> **Exercise details**
Please copy the records from the line containing "Q: Find one point on every instance of the eye in" through the end of the records, both ends included, changing "blazer sleeve" to "jacket sleeve" and leaving everything else unchanged. Give only those lines, and leave the pictures out.

====== Records for the task ======

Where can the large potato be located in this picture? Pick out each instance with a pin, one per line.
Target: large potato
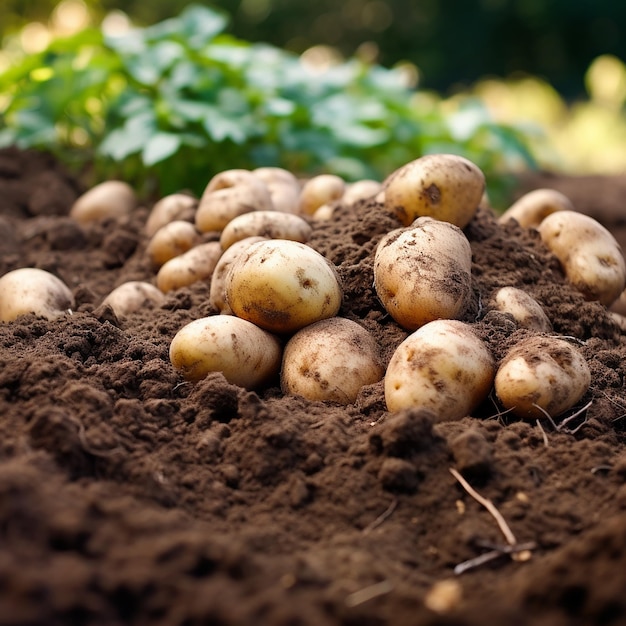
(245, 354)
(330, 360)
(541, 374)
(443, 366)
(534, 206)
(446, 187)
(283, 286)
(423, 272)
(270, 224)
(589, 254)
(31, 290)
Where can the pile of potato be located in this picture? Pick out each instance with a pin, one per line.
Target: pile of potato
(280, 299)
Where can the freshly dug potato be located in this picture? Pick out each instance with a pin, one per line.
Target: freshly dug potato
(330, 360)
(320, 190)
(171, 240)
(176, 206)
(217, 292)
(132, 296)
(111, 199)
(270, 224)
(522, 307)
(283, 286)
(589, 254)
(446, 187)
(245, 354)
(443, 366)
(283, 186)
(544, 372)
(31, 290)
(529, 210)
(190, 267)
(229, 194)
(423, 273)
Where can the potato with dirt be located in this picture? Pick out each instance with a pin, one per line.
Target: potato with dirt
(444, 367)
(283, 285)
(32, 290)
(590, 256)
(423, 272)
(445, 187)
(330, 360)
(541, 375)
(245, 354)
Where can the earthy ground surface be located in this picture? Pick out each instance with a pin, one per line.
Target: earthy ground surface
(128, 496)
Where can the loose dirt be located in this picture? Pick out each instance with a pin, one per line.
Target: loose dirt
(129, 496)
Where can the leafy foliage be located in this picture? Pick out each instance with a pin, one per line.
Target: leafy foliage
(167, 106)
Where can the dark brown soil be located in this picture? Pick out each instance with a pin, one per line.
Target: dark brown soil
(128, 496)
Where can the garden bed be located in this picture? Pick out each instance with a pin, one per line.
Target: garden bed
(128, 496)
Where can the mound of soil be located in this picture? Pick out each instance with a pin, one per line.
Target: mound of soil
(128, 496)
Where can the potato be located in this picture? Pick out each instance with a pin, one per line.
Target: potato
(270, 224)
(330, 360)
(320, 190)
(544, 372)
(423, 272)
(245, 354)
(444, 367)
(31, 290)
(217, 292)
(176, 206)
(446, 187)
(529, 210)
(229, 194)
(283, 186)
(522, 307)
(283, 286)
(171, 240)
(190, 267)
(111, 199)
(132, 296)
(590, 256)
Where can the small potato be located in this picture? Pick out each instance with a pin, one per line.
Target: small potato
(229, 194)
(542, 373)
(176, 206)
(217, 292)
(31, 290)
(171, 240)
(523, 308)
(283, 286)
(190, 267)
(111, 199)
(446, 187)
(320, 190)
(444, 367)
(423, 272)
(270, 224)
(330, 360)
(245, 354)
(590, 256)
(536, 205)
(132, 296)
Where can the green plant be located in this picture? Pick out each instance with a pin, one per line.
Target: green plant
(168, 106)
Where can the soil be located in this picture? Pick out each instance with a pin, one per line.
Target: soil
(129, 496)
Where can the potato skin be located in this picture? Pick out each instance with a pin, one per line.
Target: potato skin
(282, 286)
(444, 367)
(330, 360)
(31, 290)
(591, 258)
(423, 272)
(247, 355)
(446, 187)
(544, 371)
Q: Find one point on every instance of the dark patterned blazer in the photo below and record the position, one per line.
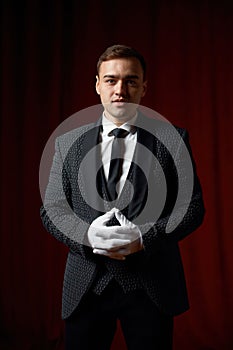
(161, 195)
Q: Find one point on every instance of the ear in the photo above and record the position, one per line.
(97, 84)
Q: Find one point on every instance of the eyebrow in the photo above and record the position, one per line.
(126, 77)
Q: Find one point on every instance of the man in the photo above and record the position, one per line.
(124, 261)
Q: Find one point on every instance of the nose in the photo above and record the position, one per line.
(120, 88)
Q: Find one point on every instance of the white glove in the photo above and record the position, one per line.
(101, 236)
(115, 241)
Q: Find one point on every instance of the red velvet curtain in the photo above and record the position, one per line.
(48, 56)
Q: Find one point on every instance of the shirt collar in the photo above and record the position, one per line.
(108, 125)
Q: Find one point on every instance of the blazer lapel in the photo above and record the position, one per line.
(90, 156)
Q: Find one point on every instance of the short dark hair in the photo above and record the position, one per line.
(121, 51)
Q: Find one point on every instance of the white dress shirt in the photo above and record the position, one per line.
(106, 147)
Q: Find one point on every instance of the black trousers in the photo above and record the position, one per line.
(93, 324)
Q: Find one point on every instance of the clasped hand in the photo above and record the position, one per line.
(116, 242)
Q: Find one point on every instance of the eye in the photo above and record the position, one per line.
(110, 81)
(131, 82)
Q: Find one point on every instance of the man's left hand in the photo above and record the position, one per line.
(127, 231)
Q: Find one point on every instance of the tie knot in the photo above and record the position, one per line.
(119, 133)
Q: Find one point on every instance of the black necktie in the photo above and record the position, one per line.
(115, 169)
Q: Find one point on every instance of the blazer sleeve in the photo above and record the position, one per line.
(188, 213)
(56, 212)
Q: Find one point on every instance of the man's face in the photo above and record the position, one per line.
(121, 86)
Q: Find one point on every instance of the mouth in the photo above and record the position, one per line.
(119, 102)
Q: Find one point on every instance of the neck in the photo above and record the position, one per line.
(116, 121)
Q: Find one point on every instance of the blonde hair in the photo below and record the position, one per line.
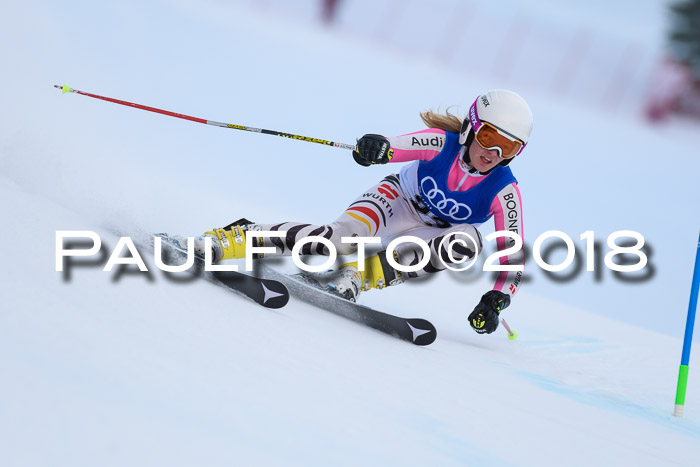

======

> **Result of the task**
Q: Find one point on every instance of the eye in the photo above and record the position, one per line.
(110, 81)
(131, 82)
Q: Find one point on every instance of the man's left hand in the photo above and record the position, one per line.
(127, 231)
Q: Find one point on every instance of the tie knot in the photo above and record the position, one per line.
(119, 133)
Q: Find one point on every instance of the black necktie in the photo above and record the position, one per line.
(115, 169)
Q: Find one point on every instance of the jacket sleeve in the photo above and record the position, one per line.
(188, 213)
(56, 212)
Q: Find one point on every instance of the man's face in the photo above and record the position, one per line.
(121, 86)
Q: Find one point on every instance of the mouth in the photo above and record the position, one per line.
(119, 102)
Q: Find one point on every instance of the neck in the photo above and record the position, one per line.
(116, 121)
Q: Find one point on every instance of the blonde hair in the photo below and record the position, one per line.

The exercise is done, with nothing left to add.